#### [What is asked]
Reproduce the data from the first line through the line containing "[(113, 158), (43, 157), (49, 270), (105, 315), (172, 234)]", replacing "instance" with "occurrence" and leaving everything else unchanged.

#### [Records supplied]
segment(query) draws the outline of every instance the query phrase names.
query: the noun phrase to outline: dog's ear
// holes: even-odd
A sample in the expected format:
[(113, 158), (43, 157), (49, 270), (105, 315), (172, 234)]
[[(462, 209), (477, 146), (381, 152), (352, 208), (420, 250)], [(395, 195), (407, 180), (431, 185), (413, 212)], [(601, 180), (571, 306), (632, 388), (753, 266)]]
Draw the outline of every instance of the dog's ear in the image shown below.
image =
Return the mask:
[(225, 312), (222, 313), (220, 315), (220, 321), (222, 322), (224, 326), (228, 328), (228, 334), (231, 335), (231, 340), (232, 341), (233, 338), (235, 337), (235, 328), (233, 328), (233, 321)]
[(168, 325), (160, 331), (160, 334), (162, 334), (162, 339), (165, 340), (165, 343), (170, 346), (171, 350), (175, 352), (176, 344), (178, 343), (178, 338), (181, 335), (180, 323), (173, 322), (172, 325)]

#### [Task result]
segment(query) draws the outline of every occurrence the query phrase names.
query: the noun phrase to outline: dog's ear
// holes: even-odd
A sample in the expected format:
[(113, 158), (43, 157), (49, 270), (105, 315), (172, 234)]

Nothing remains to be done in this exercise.